DOCUMENT SECTION -
┄┄┄┄┄┄

Here were the segments positively impacted in China:

  1. Livestreaming and broadcasting are doing really well. Livestreaming will go viral in 2020.  This will be a long-term impact because people got used to working and shopping remotely, might become a habit.
  2. Delivery/ecommerce – more people started to use online ordering during virus.
  3. Social reselling is doing really well during virus. CDH’s company in this space has an inventoryled model where they procure everything in their warehouse. WFH people have more time and so they start spending more time on reselling.

Is fear of the virus over now? or does it linger?
The virus started in mid Jan onwards. In the first one month, it was scary, and then came the lockdown. Now, when they look back, it does not seem that bad. Except for some cities and regions such as Wuhan and Hubei, most other areas are back to normal. Widespread usage of masks is now reducing as the virus scare recedes. Starting mid-February, they started to work in the office. When they saw new cases starting to drop, that gave them a lot of confidence. There are more cases coming from Chinese travellers travelling globally and bringing cases back to China. Hopefully, there will be no second wave of coronavirus cases.



What are some best practices for teams and companies working from home (WFH)?
Vijay and Ankit spoke of issues caused by WFH, incuding productivity loss, boredom, increased stress and lack of in-person guidance and support. Engineering teams found it easiest to adapt to WFH, corporate sales teams were hardest hit.

The founders spoke of practices that they had evolved that might stick around in the broader workforce post-Covid. These includes:

  1. Daily standups, more casual video sessions among teams using Google Hangout, Whatsapp Video, Zoom
  2. Continuous connection on Google Meet or Zoom
  3. Company supplied devices to people’s homes (extra monitor, extra mobile devices for testing)

┄┄┄┄┄┄

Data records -
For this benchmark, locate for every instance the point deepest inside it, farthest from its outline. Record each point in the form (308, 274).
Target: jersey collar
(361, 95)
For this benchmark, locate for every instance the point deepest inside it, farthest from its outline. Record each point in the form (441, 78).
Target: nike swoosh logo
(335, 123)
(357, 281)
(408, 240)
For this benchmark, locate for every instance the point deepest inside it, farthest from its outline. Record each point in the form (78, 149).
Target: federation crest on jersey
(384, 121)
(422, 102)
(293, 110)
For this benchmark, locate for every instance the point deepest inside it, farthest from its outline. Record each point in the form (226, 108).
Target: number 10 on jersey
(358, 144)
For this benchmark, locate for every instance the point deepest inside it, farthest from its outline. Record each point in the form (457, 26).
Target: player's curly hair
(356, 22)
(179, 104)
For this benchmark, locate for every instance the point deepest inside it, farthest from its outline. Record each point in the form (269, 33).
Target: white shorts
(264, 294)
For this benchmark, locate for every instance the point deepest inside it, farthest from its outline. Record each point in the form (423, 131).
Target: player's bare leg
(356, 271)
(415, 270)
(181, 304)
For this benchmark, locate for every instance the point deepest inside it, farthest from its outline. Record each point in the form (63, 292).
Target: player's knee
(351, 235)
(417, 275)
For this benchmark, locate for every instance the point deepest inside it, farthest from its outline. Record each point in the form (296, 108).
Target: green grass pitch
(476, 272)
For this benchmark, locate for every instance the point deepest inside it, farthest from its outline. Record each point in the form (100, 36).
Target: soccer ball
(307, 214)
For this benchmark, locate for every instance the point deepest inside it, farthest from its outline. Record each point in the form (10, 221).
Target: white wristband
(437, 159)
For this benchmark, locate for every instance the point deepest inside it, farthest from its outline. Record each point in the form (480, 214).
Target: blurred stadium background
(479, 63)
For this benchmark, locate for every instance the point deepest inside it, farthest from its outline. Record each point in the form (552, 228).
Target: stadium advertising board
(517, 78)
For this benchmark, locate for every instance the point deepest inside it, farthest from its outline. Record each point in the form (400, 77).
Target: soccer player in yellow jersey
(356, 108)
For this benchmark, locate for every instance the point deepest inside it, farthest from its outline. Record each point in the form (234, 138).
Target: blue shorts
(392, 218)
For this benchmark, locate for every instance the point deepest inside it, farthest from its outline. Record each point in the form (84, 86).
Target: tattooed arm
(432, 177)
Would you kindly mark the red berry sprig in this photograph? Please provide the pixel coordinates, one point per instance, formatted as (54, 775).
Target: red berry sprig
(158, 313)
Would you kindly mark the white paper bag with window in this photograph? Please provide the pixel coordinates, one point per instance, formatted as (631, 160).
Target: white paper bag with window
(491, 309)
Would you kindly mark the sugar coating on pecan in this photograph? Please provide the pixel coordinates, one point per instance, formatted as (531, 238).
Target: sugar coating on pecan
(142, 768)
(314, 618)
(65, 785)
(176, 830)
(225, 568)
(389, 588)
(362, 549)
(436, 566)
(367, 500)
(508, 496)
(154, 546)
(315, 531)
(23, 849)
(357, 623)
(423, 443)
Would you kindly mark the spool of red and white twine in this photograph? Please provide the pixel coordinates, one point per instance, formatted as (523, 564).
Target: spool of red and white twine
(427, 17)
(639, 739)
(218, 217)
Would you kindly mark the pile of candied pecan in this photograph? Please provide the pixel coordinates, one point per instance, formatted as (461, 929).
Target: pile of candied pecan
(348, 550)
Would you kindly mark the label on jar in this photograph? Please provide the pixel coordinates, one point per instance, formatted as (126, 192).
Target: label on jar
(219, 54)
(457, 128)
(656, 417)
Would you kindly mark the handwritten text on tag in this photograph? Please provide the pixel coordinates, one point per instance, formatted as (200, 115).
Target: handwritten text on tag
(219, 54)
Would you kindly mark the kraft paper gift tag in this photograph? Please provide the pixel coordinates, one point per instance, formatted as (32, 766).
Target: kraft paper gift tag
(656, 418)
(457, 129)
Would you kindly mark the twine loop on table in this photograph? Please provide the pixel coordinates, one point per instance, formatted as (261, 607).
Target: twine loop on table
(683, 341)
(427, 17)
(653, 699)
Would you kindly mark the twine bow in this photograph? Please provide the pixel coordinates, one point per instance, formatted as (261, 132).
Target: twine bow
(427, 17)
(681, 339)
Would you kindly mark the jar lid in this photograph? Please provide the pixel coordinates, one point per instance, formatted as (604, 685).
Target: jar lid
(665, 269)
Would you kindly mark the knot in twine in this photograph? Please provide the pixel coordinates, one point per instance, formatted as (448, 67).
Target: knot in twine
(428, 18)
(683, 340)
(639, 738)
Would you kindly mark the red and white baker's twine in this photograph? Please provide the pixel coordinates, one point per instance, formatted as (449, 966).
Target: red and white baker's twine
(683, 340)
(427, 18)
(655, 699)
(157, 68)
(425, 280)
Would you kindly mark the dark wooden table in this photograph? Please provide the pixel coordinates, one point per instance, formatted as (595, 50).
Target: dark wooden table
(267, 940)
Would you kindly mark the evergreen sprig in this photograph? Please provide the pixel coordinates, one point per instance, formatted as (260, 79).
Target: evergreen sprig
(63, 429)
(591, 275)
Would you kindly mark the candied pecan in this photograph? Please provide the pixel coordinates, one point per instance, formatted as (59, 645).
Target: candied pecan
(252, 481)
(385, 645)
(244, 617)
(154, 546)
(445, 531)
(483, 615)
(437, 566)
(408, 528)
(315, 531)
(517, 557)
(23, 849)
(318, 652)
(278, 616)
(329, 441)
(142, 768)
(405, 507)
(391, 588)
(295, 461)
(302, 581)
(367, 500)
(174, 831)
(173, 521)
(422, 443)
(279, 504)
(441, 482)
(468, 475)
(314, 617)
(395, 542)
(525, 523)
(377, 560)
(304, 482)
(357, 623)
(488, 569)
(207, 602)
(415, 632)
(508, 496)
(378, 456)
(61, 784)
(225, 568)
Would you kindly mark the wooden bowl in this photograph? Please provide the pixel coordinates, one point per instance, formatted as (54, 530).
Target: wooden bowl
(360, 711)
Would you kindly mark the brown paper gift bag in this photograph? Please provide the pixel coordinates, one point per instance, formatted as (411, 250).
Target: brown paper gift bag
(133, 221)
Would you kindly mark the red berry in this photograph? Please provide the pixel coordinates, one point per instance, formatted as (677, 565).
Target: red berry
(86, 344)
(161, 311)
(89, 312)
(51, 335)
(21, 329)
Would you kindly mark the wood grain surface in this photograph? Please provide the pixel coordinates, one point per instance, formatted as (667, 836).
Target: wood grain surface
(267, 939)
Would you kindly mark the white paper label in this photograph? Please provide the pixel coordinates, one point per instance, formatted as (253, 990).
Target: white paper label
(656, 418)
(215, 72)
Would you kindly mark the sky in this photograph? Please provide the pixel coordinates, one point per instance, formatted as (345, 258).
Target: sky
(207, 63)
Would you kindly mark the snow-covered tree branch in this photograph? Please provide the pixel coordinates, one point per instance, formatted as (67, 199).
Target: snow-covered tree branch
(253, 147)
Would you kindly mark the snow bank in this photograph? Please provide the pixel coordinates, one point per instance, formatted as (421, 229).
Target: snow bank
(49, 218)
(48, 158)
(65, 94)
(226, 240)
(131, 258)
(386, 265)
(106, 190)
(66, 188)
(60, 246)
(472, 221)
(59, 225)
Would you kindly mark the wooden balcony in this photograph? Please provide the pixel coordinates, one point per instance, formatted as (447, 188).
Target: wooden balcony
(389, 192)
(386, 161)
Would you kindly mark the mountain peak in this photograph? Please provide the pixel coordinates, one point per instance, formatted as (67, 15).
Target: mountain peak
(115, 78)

┄┄┄┄┄┄

ACTIVITIES -
a. From the notes on the pandemic's effects on business and remote work, extract the passage starting with "Is fear of the" and going on through "from home (WFH)?".
b. Extend the notes on the pandemic's effects on business and remote work, picking up right after their last line.

ANSWERS -
a.
Is fear of the virus over now? or does it linger?
The virus started in mid Jan onwards. In the first one month, it was scary, and then came the lockdown. Now, when they look back, it does not seem that bad. Except for some cities and regions such as Wuhan and Hubei, most other areas are back to normal. Widespread usage of masks is now reducing as the virus scare recedes. Starting mid-February, they started to work in the office. When they saw new cases starting to drop, that gave them a lot of confidence. There are more cases coming from Chinese travellers travelling globally and bringing cases back to China. Hopefully, there will be no second wave of coronavirus cases.



What are some best practices for teams and companies working from home (WFH)?

b.
  4. Move everything to collaboration mode: Google Docs, Trello

Mohit Bhatnagar

Mohit Bhatnagar, Managing Director at Sequoia

What is your guidance as an investor to founder dealing with Covid-19’s impact?
Mohit had five guidelines to share:

  1. Protect employees – go to WFH
  2. Overcommunicate with boards, executive teams, employees, on-the-ground workers, customers. This provides confidence to everybody around you that we will get through this together
  3. Act swiftly to save money and create runway. Extend payables, pull in receivables. You have the absolute right to ask customers to pay you. Go renegotiate rental agreements. Cut out unnecessary contracts.
  4. Look out for government relief and benefits. The government is keen that SMEs thrive.
  5. Before you get to forced rationalization, there are other things you can do such as salary cuts at the executive and manager level and taking unpaid leave.

Any guidance to founders on fundraising?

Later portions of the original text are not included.